### [Work to complete]
Render as a numbered list, omitting blank lines, the lines from the line containing "Where in the photo above do you see the onion" through the final line, both included.

Entries drawn from a dataset:
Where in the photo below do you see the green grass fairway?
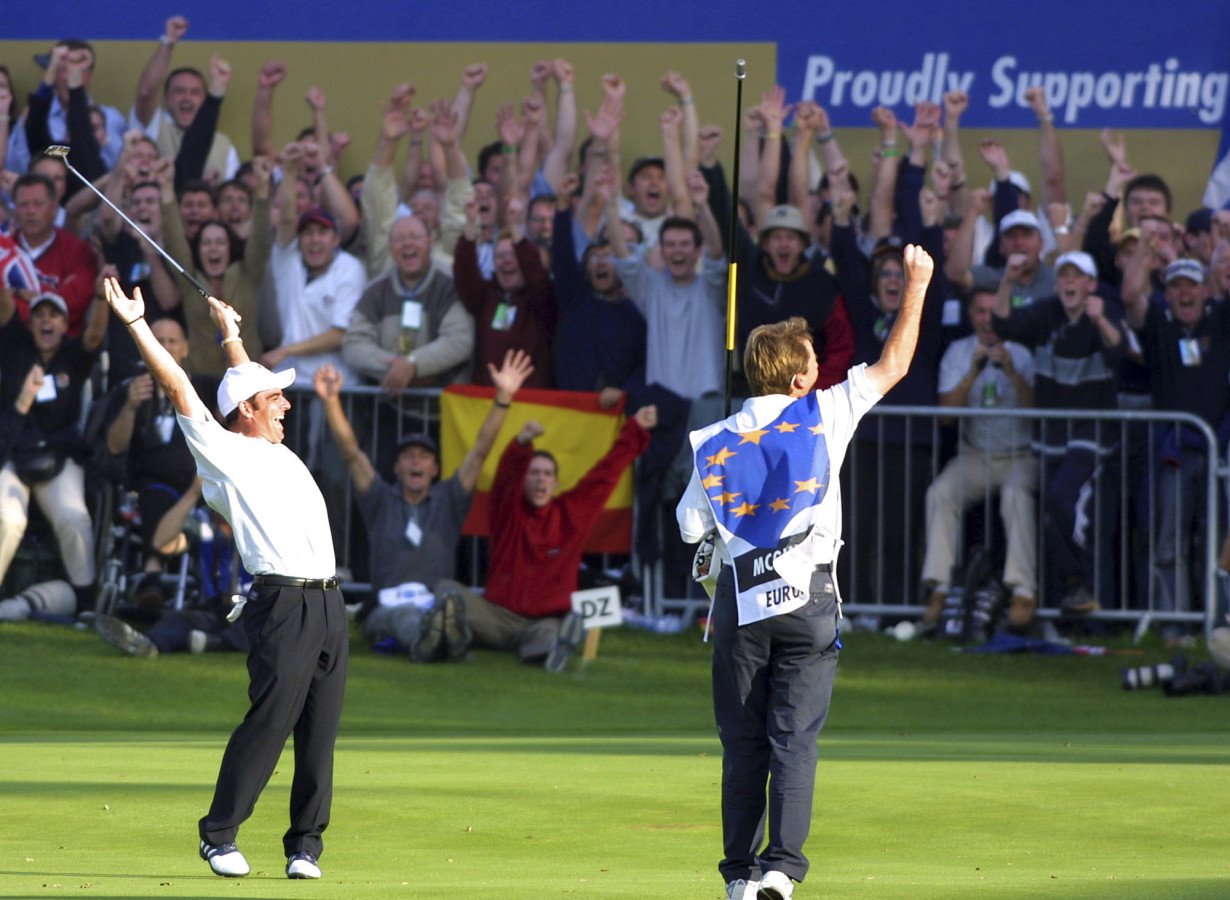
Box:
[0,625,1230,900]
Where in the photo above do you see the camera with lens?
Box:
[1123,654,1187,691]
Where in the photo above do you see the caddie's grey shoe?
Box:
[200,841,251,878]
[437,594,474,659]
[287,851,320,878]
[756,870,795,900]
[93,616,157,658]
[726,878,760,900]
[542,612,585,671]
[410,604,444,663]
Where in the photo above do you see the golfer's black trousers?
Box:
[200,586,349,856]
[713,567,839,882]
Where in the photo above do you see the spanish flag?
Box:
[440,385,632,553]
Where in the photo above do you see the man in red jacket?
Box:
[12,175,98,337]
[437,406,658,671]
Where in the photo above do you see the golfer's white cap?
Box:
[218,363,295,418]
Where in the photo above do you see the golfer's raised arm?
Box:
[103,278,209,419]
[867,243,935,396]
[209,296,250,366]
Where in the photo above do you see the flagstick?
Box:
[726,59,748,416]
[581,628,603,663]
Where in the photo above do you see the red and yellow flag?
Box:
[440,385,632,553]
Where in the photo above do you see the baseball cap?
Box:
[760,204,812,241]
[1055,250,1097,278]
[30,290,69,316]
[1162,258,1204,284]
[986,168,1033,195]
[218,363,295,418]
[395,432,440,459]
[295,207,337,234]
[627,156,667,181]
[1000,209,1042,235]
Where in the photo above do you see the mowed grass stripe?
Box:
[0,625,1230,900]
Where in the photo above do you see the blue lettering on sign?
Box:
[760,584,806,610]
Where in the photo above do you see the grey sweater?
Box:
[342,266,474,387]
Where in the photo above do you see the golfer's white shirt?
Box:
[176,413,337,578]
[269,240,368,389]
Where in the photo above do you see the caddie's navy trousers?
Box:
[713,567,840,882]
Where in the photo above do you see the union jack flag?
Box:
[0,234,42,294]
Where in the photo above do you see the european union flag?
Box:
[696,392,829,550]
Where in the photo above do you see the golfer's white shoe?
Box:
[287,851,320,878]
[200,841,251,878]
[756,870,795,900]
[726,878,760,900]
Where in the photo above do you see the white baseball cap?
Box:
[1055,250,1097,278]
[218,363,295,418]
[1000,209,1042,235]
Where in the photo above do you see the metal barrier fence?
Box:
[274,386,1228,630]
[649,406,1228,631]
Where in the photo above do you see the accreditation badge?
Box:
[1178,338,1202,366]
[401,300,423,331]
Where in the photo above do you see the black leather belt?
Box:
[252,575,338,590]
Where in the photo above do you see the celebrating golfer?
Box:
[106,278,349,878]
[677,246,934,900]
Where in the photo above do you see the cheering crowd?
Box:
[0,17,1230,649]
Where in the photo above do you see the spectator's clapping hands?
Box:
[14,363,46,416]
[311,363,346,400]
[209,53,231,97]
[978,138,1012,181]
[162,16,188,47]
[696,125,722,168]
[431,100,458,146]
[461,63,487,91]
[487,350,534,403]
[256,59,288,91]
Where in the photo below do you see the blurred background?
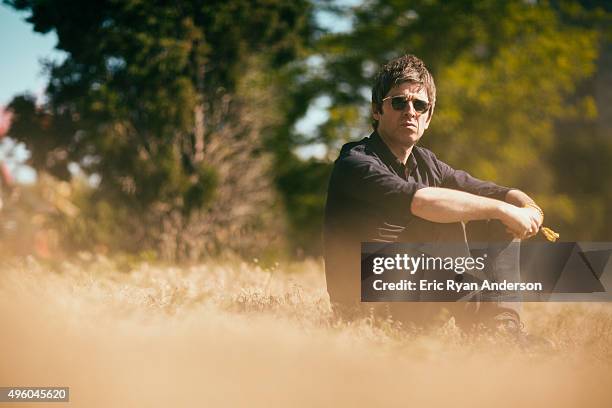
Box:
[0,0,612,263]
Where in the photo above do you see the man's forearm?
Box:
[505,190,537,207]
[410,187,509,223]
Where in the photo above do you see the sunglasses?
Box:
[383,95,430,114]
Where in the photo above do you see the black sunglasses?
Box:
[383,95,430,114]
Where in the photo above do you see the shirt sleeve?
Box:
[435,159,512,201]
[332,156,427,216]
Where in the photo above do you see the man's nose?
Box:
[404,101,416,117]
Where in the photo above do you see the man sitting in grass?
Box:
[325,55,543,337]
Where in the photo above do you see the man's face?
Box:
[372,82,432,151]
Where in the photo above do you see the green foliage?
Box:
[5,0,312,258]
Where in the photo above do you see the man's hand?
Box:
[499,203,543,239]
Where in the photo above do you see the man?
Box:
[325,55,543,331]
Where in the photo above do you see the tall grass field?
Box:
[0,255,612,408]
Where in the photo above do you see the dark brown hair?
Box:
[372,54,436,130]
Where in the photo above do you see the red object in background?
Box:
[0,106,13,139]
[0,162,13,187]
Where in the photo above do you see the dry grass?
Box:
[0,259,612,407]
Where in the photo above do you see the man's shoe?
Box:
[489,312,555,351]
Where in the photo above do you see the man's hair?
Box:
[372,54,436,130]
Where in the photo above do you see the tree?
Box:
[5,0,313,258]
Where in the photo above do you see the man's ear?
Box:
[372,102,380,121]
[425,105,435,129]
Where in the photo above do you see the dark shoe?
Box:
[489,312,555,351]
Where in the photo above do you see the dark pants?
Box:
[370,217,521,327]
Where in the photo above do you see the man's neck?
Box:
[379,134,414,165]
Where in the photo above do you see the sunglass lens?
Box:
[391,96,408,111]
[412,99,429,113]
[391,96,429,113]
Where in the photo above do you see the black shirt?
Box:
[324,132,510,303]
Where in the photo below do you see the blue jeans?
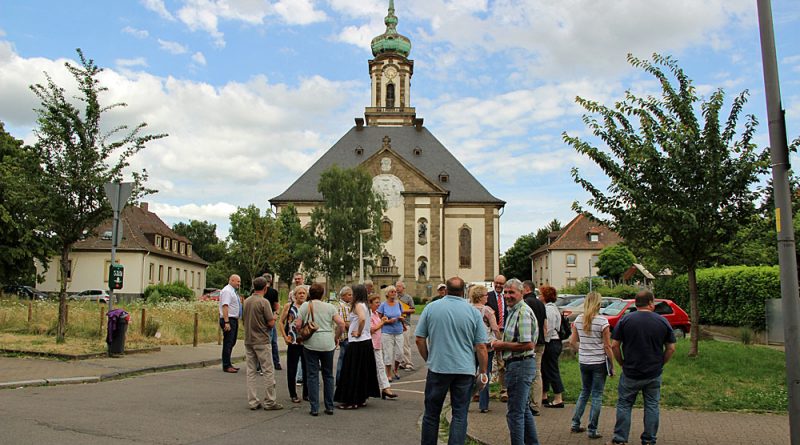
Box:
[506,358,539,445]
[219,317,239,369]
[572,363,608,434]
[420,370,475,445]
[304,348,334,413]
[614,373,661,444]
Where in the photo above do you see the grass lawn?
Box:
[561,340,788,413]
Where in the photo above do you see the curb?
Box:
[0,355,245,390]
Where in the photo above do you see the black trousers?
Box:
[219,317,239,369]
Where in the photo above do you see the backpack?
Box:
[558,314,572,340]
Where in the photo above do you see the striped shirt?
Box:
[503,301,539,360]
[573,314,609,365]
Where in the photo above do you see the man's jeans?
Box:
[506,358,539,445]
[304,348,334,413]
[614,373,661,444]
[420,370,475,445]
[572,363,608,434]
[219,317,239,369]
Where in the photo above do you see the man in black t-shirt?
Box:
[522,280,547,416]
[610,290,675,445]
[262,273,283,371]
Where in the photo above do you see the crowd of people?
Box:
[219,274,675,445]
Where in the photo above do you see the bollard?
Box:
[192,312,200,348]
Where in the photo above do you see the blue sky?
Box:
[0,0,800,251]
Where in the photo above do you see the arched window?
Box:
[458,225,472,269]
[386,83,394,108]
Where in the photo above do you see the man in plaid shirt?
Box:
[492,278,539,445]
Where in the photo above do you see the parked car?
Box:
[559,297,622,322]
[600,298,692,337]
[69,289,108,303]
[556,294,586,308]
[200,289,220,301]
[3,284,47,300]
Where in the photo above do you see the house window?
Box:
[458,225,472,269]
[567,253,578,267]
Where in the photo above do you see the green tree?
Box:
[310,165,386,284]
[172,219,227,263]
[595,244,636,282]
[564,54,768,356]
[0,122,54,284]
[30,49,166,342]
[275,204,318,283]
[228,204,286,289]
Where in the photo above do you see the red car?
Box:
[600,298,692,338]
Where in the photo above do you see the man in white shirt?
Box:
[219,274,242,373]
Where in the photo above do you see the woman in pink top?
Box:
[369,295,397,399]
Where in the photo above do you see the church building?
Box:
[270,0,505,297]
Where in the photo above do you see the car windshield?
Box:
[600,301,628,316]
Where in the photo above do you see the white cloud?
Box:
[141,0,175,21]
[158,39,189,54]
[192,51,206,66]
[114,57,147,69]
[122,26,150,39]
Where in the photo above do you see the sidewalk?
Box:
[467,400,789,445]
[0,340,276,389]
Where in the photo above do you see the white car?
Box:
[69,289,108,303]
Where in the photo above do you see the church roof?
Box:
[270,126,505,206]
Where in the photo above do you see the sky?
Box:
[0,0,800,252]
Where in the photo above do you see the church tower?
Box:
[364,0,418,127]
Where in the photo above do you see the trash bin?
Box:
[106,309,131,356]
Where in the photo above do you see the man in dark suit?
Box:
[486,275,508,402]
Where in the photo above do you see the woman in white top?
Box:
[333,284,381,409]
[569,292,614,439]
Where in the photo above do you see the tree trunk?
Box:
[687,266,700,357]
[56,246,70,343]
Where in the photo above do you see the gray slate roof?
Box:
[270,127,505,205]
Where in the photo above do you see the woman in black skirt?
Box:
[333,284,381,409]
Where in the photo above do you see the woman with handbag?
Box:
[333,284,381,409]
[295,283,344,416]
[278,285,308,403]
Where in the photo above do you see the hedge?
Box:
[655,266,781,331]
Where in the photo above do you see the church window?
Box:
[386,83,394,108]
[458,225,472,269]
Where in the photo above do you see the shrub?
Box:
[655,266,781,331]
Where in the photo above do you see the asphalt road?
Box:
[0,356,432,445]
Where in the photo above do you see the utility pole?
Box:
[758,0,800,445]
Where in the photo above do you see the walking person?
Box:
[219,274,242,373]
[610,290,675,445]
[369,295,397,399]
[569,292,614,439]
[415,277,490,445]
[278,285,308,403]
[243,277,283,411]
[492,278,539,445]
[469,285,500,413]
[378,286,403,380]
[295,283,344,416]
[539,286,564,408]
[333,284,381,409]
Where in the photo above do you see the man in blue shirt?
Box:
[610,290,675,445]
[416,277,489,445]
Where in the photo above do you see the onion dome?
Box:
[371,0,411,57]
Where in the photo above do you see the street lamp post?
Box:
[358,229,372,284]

### [Answer for this exercise]
1. Where in the photo above do you see the onion dome?
2. Box:
3. [371,0,411,57]
4. Where in the photo above do you see the street lamp post?
5. Box:
6. [358,229,372,284]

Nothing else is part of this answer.